*Exercise task*. Can you recast the records from the line with "If you could indicate the forested" to the line with "point(211, 226)" as a two-column CSV with the columns text and answer, one row per record? Put each field in quotation marks and turn any line breaks inside it into spaces.
"""
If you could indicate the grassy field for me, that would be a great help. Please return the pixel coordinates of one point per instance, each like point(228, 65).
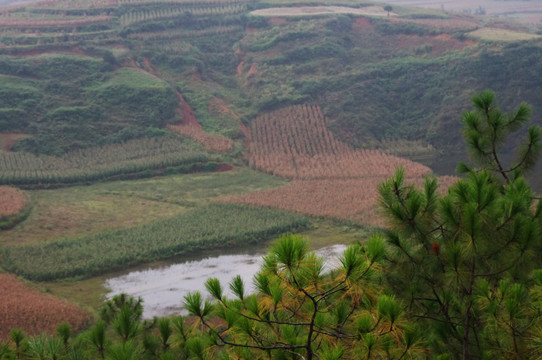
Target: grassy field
point(495, 34)
point(85, 210)
point(205, 227)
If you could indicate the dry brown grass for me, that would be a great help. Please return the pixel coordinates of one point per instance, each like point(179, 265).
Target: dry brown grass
point(24, 307)
point(12, 201)
point(330, 179)
point(497, 34)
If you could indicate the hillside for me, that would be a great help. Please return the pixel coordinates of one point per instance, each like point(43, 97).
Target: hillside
point(91, 73)
point(143, 130)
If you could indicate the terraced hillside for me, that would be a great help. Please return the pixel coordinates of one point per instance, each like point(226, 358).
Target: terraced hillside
point(321, 99)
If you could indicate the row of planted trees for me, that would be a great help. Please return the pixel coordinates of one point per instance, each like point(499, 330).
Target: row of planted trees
point(452, 277)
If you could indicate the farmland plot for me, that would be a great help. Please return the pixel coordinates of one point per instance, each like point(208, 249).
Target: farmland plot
point(34, 312)
point(329, 178)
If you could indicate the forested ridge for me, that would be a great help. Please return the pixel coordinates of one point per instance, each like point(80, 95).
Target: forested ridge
point(136, 132)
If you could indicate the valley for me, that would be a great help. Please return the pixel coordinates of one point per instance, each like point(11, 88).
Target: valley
point(139, 133)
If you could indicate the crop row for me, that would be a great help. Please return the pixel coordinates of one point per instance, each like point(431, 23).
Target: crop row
point(34, 312)
point(185, 34)
point(295, 143)
point(354, 200)
point(139, 16)
point(98, 163)
point(184, 2)
point(213, 142)
point(211, 226)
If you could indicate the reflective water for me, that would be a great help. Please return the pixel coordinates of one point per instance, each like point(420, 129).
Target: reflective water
point(163, 288)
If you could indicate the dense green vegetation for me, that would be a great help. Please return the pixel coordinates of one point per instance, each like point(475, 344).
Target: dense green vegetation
point(212, 226)
point(132, 159)
point(376, 79)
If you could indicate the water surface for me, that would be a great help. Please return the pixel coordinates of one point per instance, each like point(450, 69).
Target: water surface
point(163, 288)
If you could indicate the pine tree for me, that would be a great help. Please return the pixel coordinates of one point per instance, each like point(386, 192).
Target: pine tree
point(462, 262)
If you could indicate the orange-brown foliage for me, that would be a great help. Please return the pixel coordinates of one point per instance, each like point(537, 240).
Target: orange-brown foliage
point(14, 22)
point(211, 142)
point(295, 143)
point(26, 308)
point(330, 179)
point(12, 201)
point(354, 200)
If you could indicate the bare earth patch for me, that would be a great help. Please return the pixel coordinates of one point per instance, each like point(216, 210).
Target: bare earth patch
point(34, 312)
point(7, 140)
point(453, 23)
point(495, 34)
point(321, 10)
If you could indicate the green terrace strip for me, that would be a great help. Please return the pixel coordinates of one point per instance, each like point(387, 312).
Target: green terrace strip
point(205, 227)
point(134, 158)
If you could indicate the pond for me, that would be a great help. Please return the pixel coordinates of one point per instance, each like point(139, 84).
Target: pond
point(163, 288)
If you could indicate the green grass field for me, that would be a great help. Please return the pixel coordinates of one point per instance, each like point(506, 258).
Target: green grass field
point(84, 210)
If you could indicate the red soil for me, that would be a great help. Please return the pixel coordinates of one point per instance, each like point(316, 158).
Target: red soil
point(223, 168)
point(212, 142)
point(275, 21)
point(24, 307)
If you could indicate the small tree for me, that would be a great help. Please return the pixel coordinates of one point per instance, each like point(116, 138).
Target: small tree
point(462, 262)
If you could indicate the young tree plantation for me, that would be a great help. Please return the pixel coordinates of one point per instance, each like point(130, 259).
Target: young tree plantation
point(453, 276)
point(140, 135)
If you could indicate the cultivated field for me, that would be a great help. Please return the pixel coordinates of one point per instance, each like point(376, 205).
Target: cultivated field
point(212, 226)
point(330, 179)
point(295, 143)
point(33, 311)
point(321, 10)
point(495, 34)
point(14, 207)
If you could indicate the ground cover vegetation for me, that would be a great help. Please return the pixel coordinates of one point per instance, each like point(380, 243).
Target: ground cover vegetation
point(82, 78)
point(464, 267)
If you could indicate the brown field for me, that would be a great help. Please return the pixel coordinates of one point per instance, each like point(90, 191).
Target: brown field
point(7, 140)
point(12, 201)
point(497, 34)
point(14, 22)
point(295, 143)
point(330, 179)
point(34, 312)
point(453, 23)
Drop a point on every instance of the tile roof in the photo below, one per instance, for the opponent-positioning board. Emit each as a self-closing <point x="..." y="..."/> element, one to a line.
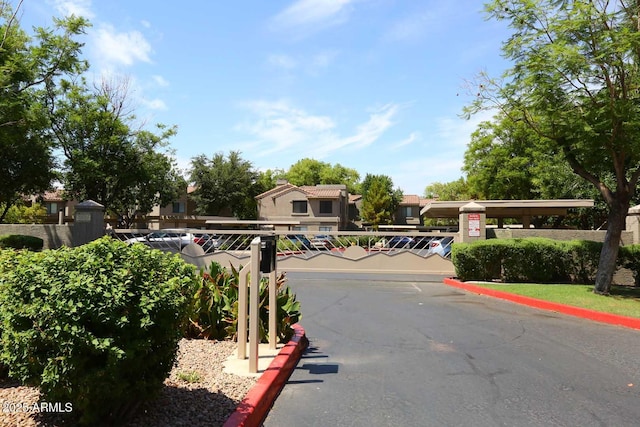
<point x="312" y="192"/>
<point x="410" y="199"/>
<point x="319" y="192"/>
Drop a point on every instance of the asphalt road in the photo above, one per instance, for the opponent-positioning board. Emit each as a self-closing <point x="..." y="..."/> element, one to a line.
<point x="415" y="352"/>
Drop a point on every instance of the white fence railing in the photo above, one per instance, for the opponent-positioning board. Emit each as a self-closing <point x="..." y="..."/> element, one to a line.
<point x="295" y="243"/>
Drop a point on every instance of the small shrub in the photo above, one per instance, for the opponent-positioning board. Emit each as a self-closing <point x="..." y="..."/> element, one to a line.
<point x="536" y="260"/>
<point x="629" y="257"/>
<point x="583" y="257"/>
<point x="189" y="377"/>
<point x="213" y="313"/>
<point x="18" y="241"/>
<point x="481" y="260"/>
<point x="97" y="325"/>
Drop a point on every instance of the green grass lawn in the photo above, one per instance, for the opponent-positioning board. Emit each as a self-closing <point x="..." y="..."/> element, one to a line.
<point x="623" y="300"/>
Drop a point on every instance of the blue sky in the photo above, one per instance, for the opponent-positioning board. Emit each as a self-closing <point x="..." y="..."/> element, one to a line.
<point x="375" y="85"/>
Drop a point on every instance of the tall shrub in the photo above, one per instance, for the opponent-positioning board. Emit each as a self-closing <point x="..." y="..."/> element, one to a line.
<point x="97" y="326"/>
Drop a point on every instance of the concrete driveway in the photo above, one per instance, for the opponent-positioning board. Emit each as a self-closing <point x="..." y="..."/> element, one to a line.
<point x="411" y="351"/>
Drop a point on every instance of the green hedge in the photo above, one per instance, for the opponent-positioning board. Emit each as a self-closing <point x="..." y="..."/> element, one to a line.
<point x="97" y="326"/>
<point x="213" y="312"/>
<point x="535" y="260"/>
<point x="18" y="241"/>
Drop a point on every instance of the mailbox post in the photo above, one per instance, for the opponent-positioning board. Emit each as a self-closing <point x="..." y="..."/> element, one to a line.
<point x="263" y="260"/>
<point x="268" y="266"/>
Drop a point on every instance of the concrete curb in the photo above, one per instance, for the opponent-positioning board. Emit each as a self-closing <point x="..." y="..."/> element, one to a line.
<point x="628" y="322"/>
<point x="258" y="401"/>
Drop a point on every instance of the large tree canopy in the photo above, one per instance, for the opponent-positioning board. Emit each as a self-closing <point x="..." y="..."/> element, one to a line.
<point x="26" y="159"/>
<point x="575" y="81"/>
<point x="379" y="200"/>
<point x="507" y="160"/>
<point x="225" y="186"/>
<point x="313" y="172"/>
<point x="105" y="158"/>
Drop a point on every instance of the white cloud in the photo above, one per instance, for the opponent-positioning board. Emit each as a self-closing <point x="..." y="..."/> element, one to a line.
<point x="114" y="48"/>
<point x="280" y="127"/>
<point x="455" y="132"/>
<point x="155" y="104"/>
<point x="367" y="133"/>
<point x="419" y="24"/>
<point x="73" y="7"/>
<point x="282" y="61"/>
<point x="160" y="81"/>
<point x="308" y="16"/>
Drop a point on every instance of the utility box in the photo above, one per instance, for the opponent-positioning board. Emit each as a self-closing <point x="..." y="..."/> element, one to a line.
<point x="267" y="254"/>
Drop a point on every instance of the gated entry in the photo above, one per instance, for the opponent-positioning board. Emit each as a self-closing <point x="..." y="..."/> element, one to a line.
<point x="357" y="252"/>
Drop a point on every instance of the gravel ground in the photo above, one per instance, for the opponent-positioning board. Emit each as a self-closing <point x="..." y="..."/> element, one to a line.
<point x="197" y="393"/>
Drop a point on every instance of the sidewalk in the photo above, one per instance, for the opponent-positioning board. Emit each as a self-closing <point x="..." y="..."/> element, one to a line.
<point x="256" y="404"/>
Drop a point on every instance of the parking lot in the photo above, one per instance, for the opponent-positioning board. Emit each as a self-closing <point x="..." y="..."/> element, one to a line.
<point x="408" y="350"/>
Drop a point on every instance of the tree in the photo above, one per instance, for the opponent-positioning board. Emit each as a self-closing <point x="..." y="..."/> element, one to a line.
<point x="574" y="81"/>
<point x="107" y="161"/>
<point x="313" y="172"/>
<point x="379" y="200"/>
<point x="507" y="160"/>
<point x="454" y="190"/>
<point x="26" y="159"/>
<point x="225" y="185"/>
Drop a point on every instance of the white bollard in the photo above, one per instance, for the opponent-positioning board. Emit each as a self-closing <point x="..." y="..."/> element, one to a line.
<point x="273" y="310"/>
<point x="243" y="283"/>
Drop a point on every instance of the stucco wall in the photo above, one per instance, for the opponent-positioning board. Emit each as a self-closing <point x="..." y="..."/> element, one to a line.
<point x="54" y="236"/>
<point x="593" y="235"/>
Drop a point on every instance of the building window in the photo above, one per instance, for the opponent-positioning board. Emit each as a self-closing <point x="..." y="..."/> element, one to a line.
<point x="52" y="208"/>
<point x="299" y="206"/>
<point x="178" y="207"/>
<point x="326" y="206"/>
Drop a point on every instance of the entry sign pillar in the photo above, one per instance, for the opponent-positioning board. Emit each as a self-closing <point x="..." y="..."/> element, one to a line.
<point x="473" y="222"/>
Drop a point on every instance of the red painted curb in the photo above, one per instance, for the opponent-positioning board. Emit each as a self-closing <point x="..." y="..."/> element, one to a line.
<point x="629" y="322"/>
<point x="256" y="404"/>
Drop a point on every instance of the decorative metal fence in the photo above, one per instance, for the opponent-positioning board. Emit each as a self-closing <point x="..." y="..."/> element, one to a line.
<point x="296" y="244"/>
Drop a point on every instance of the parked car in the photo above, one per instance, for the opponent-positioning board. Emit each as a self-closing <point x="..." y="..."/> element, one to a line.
<point x="400" y="242"/>
<point x="440" y="246"/>
<point x="300" y="240"/>
<point x="321" y="241"/>
<point x="165" y="239"/>
<point x="208" y="242"/>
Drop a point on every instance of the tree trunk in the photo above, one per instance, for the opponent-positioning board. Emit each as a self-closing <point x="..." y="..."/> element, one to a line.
<point x="607" y="263"/>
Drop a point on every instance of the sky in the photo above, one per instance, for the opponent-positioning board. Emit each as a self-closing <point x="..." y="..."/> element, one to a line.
<point x="374" y="85"/>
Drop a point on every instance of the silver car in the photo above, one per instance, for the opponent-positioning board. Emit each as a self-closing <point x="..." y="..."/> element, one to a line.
<point x="165" y="239"/>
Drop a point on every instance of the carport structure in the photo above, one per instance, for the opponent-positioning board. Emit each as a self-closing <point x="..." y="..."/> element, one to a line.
<point x="500" y="209"/>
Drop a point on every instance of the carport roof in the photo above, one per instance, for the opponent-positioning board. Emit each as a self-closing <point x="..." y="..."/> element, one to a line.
"""
*Answer to the task*.
text,answer
"If you could indicate the forested ridge for me, that would be a great help. Please return the pixel coordinates of one point per instance, each like point(80, 95). Target: forested ridge","point(136, 132)"
"If you could indicate the valley for me, that would be a great help. Please return the pixel coordinates of one point per instance, each like point(11, 88). Target: valley","point(139, 133)"
"If you could indicate the crop row for me, that would be a great help. Please return the pixel coordinates of one point per instance, each like point(431, 23). Target: crop row","point(34, 312) point(185, 34) point(295, 143) point(354, 200) point(139, 16) point(98, 163) point(184, 2) point(213, 142) point(211, 226)"